Task statement: Could you reproduce the lines below from the one with "Target: propeller blade" through the one with "Target: vertical stabilizer"? Keep both ends and add nothing.

Source data:
┄┄┄┄┄┄┄┄┄┄
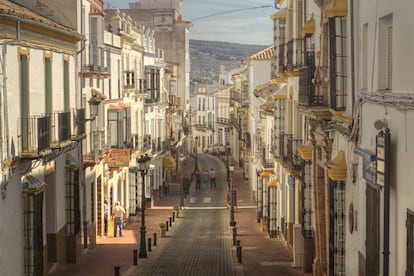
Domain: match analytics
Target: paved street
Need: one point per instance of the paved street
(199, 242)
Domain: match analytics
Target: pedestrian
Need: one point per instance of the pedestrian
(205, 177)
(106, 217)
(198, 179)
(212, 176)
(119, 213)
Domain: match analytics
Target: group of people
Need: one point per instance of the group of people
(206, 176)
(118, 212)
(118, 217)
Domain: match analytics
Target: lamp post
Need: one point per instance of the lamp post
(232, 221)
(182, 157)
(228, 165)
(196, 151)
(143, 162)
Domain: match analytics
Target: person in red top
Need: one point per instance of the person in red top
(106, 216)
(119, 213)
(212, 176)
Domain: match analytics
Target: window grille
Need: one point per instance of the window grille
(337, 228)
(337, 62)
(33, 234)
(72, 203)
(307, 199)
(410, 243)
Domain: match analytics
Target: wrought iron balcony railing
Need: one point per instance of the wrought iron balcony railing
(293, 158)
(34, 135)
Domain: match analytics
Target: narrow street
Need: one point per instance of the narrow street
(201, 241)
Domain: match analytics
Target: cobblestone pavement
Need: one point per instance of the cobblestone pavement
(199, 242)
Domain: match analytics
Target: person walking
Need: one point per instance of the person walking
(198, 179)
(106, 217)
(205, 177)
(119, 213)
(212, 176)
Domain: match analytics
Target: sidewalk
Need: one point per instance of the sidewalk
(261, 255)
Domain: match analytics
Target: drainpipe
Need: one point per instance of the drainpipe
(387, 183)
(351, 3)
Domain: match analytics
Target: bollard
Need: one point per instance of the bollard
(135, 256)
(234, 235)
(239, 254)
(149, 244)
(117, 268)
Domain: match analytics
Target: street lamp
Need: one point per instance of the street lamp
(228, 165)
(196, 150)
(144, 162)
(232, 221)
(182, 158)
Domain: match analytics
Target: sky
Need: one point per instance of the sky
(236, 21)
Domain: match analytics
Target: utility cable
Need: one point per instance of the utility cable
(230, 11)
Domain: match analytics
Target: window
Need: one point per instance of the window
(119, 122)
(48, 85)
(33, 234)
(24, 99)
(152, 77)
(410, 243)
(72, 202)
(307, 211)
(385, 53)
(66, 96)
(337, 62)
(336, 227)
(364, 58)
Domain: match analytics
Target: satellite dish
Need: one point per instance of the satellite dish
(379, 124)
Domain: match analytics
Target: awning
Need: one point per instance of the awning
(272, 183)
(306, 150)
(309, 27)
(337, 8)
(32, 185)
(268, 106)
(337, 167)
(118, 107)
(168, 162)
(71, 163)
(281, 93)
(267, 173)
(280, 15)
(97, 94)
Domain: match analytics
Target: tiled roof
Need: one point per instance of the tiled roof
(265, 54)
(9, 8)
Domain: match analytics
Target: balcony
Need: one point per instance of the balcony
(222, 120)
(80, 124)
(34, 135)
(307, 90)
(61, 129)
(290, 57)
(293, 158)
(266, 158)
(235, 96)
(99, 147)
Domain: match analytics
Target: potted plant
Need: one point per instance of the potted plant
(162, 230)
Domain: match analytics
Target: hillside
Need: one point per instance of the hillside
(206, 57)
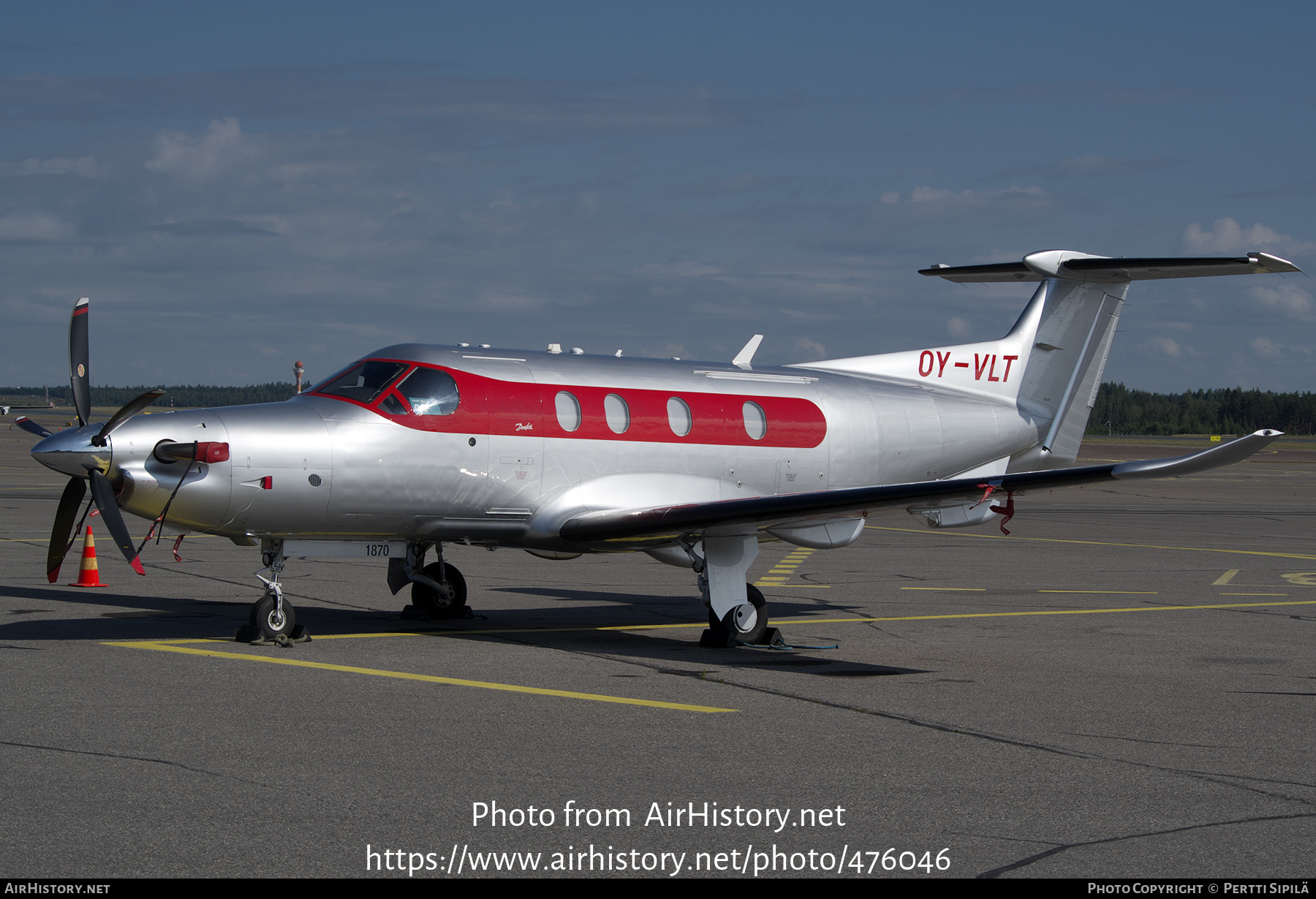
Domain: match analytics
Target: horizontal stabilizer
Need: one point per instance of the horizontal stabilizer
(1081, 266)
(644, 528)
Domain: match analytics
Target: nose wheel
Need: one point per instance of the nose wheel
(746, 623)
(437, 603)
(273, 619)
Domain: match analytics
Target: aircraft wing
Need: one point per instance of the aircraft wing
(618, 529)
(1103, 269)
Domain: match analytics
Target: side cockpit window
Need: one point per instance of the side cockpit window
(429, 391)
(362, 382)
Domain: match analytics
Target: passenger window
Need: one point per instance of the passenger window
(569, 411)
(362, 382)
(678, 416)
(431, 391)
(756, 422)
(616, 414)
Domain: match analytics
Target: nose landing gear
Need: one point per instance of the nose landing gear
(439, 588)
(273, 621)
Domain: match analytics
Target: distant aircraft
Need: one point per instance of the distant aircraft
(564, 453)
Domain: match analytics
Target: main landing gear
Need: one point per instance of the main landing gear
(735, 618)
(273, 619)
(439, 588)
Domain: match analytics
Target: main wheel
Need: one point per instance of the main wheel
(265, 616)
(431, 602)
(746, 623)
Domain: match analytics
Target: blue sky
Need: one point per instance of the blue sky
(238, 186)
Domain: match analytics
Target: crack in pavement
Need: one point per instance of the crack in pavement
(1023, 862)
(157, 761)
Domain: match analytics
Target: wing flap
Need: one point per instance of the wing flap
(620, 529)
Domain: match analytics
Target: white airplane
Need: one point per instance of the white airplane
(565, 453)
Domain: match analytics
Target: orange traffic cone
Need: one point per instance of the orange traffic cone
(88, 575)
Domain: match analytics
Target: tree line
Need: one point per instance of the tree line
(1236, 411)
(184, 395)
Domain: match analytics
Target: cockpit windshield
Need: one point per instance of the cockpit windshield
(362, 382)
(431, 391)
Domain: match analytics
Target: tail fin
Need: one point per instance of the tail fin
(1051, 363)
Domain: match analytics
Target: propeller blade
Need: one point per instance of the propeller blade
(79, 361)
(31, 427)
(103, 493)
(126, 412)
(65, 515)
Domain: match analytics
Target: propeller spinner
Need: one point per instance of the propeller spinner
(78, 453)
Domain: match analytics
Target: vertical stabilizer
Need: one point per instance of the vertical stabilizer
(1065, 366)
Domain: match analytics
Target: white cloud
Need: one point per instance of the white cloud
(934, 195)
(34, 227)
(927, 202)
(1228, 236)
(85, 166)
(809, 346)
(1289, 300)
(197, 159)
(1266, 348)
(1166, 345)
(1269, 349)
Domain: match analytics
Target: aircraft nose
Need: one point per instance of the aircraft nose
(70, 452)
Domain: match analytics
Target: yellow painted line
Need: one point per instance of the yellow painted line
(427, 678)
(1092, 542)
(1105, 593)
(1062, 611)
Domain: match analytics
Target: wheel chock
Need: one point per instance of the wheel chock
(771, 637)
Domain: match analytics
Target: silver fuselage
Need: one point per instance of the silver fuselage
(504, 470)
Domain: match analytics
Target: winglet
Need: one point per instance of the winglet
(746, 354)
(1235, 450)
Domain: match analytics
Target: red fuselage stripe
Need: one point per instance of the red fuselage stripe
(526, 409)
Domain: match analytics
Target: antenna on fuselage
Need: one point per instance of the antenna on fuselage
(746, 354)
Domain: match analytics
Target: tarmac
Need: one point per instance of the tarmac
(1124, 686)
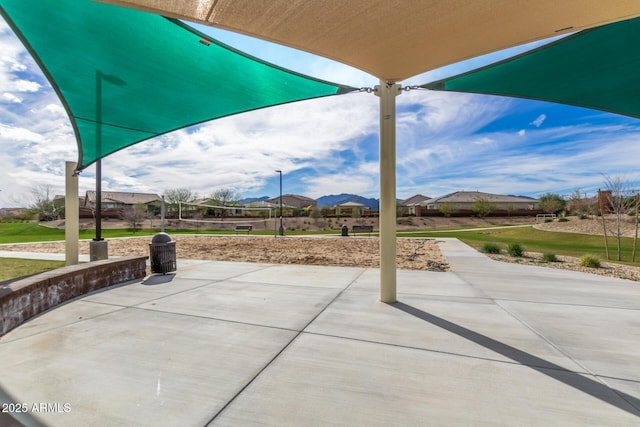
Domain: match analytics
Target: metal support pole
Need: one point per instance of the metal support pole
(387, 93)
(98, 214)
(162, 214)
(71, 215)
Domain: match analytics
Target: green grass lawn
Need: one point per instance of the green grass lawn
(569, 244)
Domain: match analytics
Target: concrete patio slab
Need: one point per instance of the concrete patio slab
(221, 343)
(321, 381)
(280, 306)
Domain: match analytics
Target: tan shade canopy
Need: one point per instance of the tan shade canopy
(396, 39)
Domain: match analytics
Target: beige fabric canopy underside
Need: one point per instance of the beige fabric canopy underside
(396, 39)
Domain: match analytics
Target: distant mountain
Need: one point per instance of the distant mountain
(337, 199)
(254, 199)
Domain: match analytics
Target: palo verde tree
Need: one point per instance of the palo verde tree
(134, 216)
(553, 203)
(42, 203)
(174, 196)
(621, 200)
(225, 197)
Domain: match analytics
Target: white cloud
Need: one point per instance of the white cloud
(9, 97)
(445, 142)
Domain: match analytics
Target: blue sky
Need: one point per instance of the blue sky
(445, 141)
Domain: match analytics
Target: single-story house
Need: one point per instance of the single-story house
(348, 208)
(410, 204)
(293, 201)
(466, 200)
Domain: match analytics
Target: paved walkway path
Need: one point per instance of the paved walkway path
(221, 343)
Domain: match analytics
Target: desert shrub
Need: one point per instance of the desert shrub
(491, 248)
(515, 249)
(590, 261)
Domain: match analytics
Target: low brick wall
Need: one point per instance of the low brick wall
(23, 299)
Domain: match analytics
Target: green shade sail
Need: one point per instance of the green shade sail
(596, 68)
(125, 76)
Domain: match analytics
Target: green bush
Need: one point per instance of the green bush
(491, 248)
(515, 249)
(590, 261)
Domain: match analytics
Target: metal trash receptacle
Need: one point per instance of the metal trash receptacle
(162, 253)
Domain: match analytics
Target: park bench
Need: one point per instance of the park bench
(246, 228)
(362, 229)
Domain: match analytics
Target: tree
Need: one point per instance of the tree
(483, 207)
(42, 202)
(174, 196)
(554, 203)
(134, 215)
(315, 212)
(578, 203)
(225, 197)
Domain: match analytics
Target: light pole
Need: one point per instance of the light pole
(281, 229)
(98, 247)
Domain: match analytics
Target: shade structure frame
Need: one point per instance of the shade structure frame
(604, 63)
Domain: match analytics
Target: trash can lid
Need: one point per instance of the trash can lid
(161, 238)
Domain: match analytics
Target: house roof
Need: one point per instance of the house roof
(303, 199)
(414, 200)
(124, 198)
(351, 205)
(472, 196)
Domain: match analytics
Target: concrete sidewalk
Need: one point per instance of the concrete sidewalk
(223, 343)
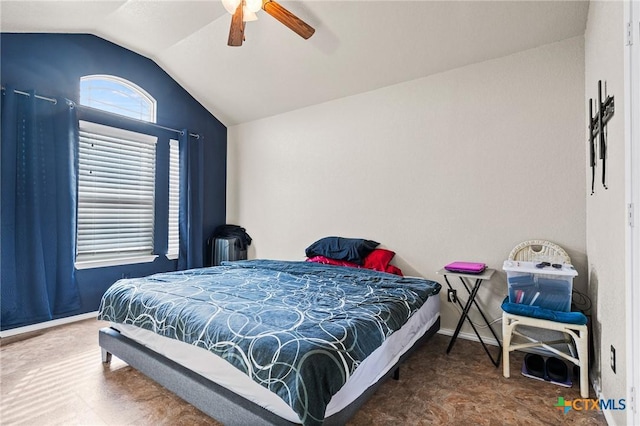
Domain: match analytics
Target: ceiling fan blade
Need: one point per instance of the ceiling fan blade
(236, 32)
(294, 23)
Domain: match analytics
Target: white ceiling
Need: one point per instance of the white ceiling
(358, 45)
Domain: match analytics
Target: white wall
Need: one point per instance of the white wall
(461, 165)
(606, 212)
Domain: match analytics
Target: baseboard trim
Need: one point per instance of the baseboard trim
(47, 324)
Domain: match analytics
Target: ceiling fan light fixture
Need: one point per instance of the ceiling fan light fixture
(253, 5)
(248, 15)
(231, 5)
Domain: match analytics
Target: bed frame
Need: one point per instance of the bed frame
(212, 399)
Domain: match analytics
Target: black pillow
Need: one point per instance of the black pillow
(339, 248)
┄┄┄┄┄┄┄┄┄┄
Response area:
Target: propeller blade
Need: one point per instance of the propeller blade
(79, 361)
(31, 427)
(103, 493)
(126, 412)
(65, 515)
Domain: match analytics
Target: propeller spinner
Need: one point per instance of the propeller spinner
(78, 453)
Domain: match analytics
Target: vertical stabilizer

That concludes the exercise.